Extract:
◆ ◆ ◆ ◆

Happy Birthday, Scarlett Thomas, born on 5 July 1972.
Scarlett Thomas Quotes
- In those early days, I would spend a long time trying to summon up the courage to go through the Writer and Artists handbook and telephone agents, who would mostly answer their phones themselves. Or an assistant would answer, and then you’d have twenty seconds to pitch your work and tell them that you had a book and ask them what they read. (The Young Writer Award)
- The best work always has a sense of urgency. (The Young Writer Award)
- I think you have to feel like you completely 100% believe in what you’ve done, and that if you were in the agent’s position, that you would be desperate to take this project on yourself. If you don’t believe in what you’ve done, then nobody else will. (The Young Writer Award)
- But it turns out that creating a fictional world is a very complex act. Who has power? How does magic work? Is everyone magical or are some people born muggles? As soon as you put your characters in large country houses with magical-looking turrets you have to decide how these houses are to be maintained. A feudal world looks pretty, but needs servants. What do you do if you don’t believe in servants? And what do you do about violence once you’ve given your children magical weapons? Solving these problems puts you in touch with the very core of your beliefs. You can lie to adults and call it “irony”. Lying to children is a different matter. (The Guardian)

◆ ◆ ◆ ◆

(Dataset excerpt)
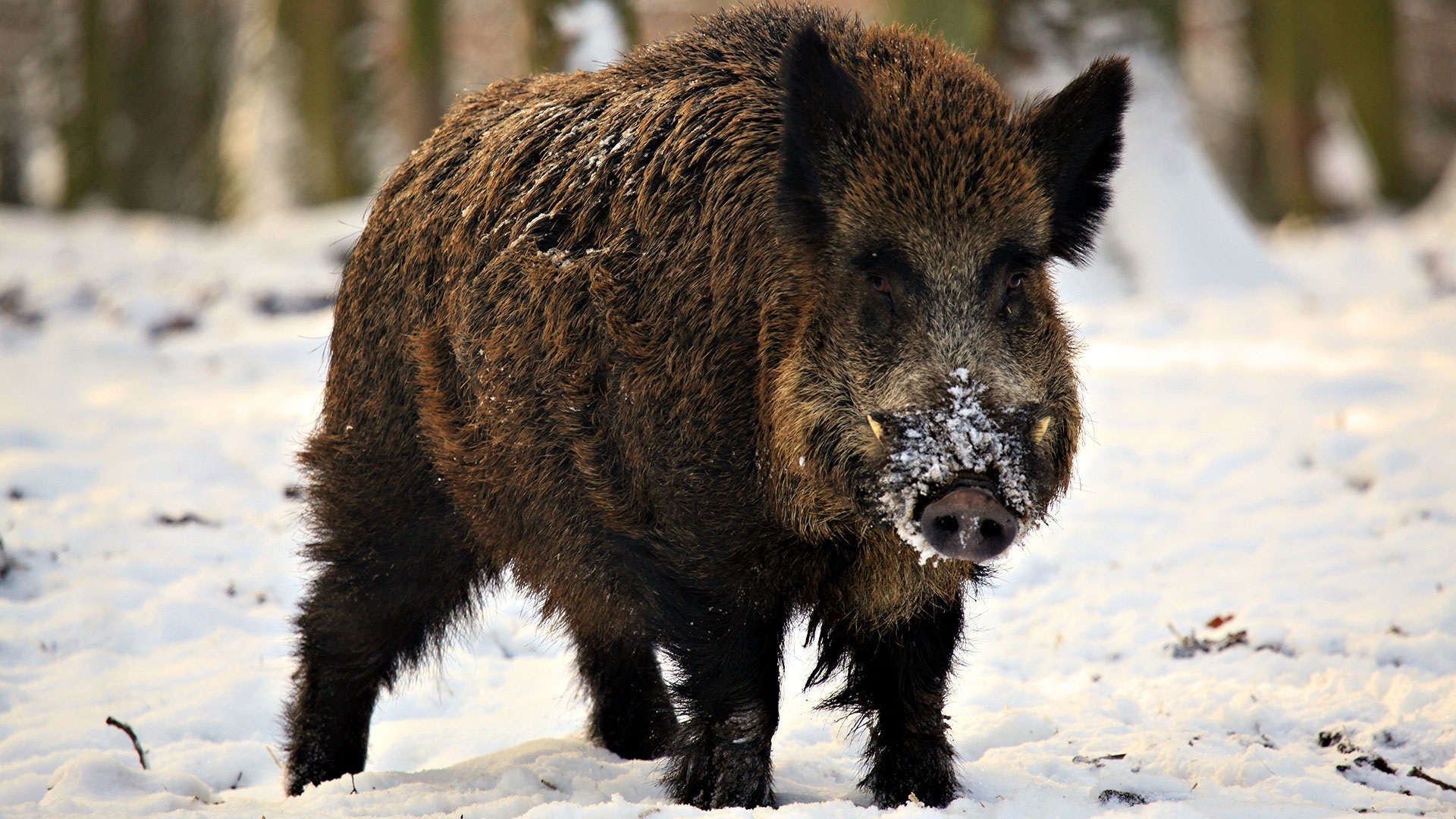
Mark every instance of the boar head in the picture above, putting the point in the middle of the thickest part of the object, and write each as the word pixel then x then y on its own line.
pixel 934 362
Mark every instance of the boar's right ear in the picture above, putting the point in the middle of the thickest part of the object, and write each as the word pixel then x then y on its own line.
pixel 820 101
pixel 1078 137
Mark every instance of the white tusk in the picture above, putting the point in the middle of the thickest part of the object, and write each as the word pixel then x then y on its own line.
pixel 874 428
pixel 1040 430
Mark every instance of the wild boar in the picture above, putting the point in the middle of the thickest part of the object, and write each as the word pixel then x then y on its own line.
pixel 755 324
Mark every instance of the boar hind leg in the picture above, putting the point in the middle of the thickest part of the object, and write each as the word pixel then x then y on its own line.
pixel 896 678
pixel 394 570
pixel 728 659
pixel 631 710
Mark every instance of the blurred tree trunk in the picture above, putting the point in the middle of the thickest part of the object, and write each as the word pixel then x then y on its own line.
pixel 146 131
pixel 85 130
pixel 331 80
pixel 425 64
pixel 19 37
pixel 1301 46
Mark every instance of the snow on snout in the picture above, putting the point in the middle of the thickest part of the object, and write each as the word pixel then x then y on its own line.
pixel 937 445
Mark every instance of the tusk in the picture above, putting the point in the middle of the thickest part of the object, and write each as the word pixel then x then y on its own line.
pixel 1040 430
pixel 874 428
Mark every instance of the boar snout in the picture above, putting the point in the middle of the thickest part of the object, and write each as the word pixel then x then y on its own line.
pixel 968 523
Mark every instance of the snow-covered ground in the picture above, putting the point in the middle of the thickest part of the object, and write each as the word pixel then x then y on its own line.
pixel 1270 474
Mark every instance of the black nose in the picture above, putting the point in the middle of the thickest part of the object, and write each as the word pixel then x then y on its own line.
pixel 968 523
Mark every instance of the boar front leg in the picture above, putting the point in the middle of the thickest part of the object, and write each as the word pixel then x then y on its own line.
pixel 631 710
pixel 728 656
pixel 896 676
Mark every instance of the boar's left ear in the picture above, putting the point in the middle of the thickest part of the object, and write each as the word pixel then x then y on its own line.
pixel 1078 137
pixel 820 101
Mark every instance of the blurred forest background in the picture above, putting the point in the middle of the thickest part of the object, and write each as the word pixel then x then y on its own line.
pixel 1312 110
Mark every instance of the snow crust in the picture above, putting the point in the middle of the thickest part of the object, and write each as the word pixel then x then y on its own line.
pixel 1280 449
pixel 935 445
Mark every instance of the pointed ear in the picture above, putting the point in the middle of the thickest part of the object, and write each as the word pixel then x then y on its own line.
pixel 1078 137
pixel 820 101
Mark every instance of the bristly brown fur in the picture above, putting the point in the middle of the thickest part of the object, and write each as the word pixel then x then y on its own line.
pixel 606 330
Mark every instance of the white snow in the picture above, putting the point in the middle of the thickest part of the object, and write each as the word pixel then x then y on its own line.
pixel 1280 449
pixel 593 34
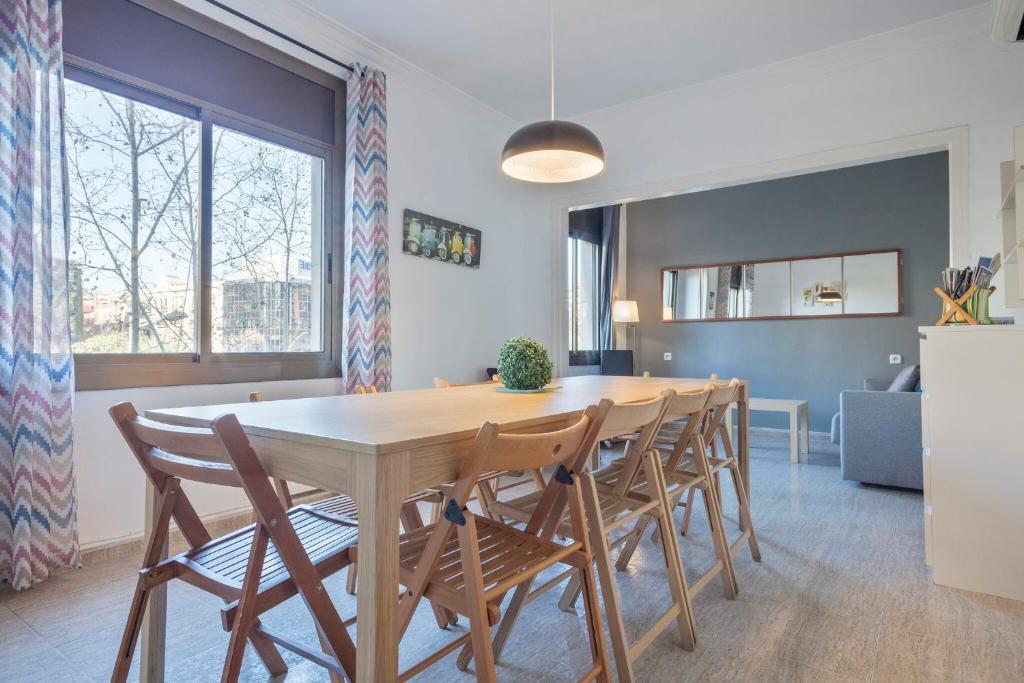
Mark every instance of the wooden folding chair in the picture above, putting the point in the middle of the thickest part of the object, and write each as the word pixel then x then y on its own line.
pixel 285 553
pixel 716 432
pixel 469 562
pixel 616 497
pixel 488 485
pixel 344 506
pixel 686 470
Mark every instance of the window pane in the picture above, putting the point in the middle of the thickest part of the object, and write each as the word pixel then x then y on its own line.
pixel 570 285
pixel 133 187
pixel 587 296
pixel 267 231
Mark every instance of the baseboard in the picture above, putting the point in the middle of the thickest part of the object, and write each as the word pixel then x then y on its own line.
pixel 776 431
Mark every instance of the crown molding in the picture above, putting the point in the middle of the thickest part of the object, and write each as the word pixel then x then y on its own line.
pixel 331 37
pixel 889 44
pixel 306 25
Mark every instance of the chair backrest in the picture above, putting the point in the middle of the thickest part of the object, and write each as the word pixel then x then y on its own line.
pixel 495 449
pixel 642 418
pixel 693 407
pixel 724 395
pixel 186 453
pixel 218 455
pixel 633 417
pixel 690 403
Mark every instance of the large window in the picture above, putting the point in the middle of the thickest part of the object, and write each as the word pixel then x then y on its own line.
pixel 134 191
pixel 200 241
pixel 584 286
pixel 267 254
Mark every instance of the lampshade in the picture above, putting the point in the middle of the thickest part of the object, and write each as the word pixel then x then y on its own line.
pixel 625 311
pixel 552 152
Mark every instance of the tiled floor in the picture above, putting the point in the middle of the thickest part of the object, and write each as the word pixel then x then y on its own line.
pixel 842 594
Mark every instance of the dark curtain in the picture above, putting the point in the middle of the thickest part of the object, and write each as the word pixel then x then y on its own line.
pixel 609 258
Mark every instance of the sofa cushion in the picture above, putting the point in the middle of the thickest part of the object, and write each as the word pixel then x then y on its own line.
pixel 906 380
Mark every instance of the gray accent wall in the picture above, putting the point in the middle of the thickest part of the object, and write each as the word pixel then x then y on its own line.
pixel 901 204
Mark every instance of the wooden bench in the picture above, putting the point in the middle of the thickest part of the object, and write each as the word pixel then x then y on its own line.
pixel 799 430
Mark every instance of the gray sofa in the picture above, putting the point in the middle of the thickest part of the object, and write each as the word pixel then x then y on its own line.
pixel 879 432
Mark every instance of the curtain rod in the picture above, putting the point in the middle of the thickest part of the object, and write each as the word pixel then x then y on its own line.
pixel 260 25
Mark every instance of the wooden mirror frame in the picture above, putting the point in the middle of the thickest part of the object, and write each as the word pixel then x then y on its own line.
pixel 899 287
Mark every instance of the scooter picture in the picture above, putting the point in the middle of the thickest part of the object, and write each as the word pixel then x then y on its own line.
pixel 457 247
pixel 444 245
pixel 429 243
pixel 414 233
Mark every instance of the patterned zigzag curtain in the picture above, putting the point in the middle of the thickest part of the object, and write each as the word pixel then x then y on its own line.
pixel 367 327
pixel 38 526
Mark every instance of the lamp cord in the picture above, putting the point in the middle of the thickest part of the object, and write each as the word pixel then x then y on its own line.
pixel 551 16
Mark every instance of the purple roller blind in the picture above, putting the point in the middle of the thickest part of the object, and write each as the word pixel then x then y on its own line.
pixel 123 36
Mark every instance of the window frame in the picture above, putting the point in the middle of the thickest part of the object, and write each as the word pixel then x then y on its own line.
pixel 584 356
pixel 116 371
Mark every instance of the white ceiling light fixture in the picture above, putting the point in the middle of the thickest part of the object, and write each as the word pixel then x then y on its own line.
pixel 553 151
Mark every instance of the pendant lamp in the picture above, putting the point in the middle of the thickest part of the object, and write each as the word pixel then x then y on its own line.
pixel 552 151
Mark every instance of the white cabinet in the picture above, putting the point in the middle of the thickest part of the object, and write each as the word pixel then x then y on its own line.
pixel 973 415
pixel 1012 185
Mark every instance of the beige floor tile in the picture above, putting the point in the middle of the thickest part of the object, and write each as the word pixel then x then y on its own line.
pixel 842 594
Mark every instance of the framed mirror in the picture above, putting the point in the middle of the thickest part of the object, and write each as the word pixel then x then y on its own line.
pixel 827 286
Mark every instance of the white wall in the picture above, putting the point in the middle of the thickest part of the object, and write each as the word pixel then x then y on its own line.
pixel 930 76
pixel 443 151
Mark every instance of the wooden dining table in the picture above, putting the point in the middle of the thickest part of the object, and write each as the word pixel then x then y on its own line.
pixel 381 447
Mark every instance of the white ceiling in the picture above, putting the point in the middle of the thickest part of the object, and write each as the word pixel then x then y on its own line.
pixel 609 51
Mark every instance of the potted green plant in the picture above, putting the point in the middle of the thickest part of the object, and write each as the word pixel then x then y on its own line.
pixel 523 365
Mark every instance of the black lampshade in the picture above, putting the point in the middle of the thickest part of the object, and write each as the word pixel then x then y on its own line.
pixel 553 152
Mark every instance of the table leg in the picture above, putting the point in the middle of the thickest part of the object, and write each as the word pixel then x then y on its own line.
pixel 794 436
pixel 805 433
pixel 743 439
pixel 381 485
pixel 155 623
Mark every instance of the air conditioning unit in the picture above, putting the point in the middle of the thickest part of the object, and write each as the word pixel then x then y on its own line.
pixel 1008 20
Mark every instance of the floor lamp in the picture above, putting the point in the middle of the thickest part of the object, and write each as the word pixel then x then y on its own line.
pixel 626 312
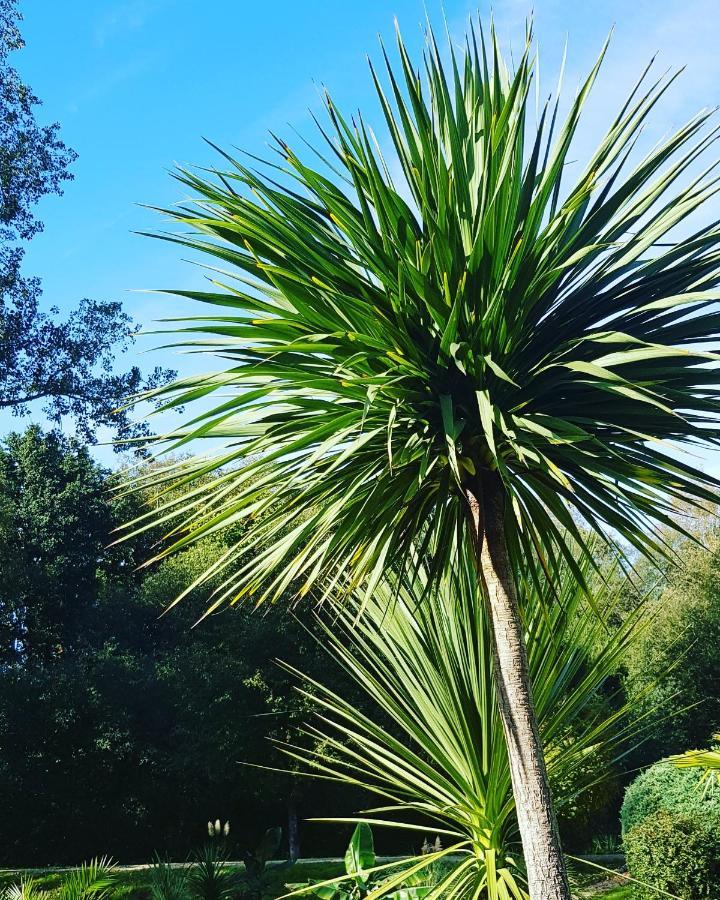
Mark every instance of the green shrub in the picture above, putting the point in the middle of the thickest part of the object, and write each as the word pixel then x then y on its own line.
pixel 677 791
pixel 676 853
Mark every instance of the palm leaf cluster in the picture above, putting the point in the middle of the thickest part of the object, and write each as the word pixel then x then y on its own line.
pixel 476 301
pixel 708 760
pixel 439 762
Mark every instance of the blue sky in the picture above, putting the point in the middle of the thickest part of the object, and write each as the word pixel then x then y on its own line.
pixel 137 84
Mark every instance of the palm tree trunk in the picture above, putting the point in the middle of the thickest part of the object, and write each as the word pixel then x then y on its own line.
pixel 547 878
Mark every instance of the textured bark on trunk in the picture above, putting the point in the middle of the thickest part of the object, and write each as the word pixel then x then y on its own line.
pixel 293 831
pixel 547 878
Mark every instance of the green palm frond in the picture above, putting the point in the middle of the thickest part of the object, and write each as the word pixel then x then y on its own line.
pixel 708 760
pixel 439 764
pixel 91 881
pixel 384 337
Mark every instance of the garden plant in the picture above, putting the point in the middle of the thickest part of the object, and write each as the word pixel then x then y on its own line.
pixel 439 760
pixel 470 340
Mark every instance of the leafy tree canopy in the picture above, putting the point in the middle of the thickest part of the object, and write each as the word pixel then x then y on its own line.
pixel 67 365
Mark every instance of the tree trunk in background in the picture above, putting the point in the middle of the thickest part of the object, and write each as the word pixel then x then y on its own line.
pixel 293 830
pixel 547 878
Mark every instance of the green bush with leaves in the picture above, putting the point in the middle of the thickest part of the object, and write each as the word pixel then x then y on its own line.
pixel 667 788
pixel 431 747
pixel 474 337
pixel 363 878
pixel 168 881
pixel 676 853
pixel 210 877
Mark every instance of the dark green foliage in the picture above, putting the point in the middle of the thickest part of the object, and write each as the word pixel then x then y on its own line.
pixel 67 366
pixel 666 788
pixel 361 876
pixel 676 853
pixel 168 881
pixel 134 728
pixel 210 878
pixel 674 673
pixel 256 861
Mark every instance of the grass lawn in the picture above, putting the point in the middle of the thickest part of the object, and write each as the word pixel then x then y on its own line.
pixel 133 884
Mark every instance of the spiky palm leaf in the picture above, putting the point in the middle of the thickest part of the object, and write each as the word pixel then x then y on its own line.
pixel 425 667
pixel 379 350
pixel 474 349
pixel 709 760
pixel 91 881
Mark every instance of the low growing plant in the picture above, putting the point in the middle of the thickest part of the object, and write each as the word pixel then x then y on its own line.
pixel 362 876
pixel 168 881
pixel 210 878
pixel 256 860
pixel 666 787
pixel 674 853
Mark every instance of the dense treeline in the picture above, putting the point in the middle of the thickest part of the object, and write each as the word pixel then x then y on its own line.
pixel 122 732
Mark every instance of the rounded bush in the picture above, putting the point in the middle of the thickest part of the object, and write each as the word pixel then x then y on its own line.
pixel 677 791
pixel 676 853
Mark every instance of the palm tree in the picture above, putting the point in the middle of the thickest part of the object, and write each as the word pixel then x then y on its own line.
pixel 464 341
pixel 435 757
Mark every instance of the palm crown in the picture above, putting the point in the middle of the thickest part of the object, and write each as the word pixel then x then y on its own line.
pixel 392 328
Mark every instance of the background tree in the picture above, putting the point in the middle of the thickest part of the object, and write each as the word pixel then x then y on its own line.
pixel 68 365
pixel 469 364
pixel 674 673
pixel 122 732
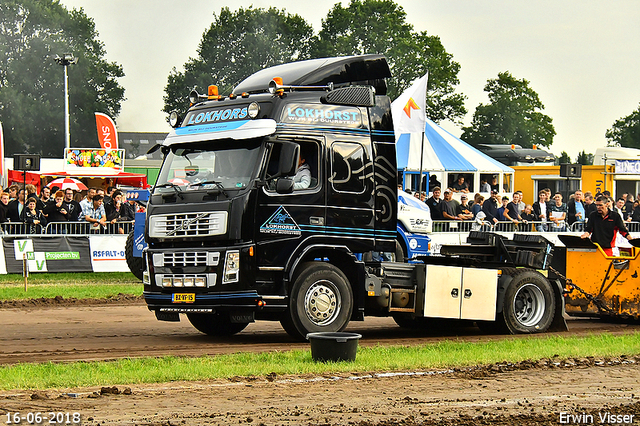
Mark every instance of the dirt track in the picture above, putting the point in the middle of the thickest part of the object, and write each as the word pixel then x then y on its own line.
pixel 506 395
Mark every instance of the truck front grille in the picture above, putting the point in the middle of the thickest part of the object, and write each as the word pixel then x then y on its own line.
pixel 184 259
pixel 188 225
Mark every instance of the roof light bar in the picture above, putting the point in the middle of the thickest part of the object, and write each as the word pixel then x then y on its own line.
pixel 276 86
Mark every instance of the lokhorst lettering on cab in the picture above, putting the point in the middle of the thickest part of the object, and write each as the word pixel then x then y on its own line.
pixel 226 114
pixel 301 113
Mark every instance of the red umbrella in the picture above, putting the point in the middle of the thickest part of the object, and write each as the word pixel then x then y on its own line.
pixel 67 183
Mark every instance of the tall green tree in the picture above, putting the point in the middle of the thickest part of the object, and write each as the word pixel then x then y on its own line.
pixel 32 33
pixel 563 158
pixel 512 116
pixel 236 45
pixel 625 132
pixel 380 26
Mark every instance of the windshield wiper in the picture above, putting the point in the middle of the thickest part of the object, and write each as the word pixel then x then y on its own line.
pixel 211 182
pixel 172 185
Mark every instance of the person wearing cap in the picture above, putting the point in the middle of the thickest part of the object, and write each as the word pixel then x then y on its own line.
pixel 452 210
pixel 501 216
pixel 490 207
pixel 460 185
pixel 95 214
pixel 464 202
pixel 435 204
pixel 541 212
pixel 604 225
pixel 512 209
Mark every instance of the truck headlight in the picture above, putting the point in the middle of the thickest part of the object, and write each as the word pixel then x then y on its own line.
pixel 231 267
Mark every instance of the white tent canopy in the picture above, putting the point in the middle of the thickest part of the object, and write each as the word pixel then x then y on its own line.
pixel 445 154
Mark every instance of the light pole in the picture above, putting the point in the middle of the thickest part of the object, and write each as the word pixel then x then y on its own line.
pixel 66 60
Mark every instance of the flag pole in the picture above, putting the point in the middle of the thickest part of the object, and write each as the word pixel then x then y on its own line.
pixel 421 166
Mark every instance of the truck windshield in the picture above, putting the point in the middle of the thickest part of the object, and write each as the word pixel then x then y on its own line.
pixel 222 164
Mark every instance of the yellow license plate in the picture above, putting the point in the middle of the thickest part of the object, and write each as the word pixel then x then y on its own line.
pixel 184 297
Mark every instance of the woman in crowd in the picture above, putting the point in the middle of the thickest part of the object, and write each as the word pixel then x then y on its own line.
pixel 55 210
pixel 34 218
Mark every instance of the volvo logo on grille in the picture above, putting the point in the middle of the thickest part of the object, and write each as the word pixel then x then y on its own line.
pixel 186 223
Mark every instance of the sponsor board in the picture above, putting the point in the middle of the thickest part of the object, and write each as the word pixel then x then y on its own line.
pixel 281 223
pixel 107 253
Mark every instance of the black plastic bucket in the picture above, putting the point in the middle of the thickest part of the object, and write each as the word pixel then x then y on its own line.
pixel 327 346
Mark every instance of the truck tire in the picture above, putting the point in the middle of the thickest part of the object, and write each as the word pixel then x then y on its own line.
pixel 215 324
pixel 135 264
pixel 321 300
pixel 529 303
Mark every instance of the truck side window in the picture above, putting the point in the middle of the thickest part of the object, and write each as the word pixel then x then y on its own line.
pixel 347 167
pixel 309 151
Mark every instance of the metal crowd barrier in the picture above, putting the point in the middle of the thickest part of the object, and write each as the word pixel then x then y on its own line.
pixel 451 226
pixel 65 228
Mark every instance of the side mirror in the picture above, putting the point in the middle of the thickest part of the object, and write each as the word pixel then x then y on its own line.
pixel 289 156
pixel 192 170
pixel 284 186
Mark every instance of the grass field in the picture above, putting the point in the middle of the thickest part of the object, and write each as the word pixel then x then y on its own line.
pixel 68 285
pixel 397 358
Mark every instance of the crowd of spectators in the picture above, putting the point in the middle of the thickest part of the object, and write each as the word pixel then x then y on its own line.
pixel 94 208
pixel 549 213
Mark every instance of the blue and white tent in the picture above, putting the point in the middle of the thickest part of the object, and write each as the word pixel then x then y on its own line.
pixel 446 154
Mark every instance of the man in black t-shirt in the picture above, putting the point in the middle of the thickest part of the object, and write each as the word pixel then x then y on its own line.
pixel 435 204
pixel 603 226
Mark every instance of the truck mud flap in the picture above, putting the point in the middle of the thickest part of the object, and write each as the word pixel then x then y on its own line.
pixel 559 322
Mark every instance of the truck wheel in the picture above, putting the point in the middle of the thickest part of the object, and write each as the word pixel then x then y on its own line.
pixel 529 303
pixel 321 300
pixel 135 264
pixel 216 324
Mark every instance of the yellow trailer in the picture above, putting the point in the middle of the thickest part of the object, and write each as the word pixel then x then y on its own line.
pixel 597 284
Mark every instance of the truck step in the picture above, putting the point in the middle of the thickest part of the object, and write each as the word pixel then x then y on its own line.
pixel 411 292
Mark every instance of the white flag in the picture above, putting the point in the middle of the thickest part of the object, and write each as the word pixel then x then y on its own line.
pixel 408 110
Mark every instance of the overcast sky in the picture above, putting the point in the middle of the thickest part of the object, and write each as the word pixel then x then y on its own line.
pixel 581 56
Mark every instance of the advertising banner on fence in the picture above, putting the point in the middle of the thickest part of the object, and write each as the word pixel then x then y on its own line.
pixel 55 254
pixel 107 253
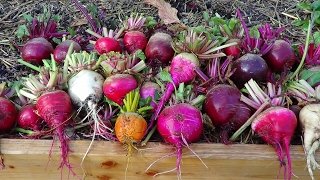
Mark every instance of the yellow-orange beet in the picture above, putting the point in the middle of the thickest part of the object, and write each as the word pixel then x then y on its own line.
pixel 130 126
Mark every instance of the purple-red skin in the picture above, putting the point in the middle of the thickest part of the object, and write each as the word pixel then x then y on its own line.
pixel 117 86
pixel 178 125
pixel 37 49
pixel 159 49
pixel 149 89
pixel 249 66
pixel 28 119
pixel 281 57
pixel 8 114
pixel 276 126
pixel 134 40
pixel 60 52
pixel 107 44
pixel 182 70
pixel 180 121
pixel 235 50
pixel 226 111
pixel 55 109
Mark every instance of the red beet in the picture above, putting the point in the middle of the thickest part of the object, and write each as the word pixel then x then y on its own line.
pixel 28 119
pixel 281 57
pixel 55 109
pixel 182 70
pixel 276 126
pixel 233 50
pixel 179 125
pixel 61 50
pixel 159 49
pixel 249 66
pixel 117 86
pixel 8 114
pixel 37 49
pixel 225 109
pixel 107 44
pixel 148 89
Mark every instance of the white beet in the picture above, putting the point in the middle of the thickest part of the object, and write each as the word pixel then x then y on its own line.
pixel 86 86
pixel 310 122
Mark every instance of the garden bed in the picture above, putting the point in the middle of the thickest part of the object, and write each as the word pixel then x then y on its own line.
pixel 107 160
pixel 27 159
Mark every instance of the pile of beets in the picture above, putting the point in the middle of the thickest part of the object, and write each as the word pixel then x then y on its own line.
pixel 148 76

◆ ◆ ◆ ◆

Work to complete: Transcribe the entire text of Scarlett Thomas quotes verbatim, reproducing every line. The records have no connection to the text.

Completed exercise:
Happy Birthday, Scarlett Thomas, born on 5 July 1972.
Scarlett Thomas Quotes
- In those early days, I would spend a long time trying to summon up the courage to go through the Writer and Artists handbook and telephone agents, who would mostly answer their phones themselves. Or an assistant would answer, and then you’d have twenty seconds to pitch your work and tell them that you had a book and ask them what they read. (The Young Writer Award)
- The best work always has a sense of urgency. (The Young Writer Award)
- I think you have to feel like you completely 100% believe in what you’ve done, and that if you were in the agent’s position, that you would be desperate to take this project on yourself. If you don’t believe in what you’ve done, then nobody else will. (The Young Writer Award)
- But it turns out that creating a fictional world is a very complex act. Who has power? How does magic work? Is everyone magical or are some people born muggles? As soon as you put your characters in large country houses with magical-looking turrets you have to decide how these houses are to be maintained. A feudal world looks pretty, but needs servants. What do you do if you don’t believe in servants? And what do you do about violence once you’ve given your children magical weapons? Solving these problems puts you in touch with the very core of your beliefs. You can lie to adults and call it “irony”. Lying to children is a different matter. (The Guardian)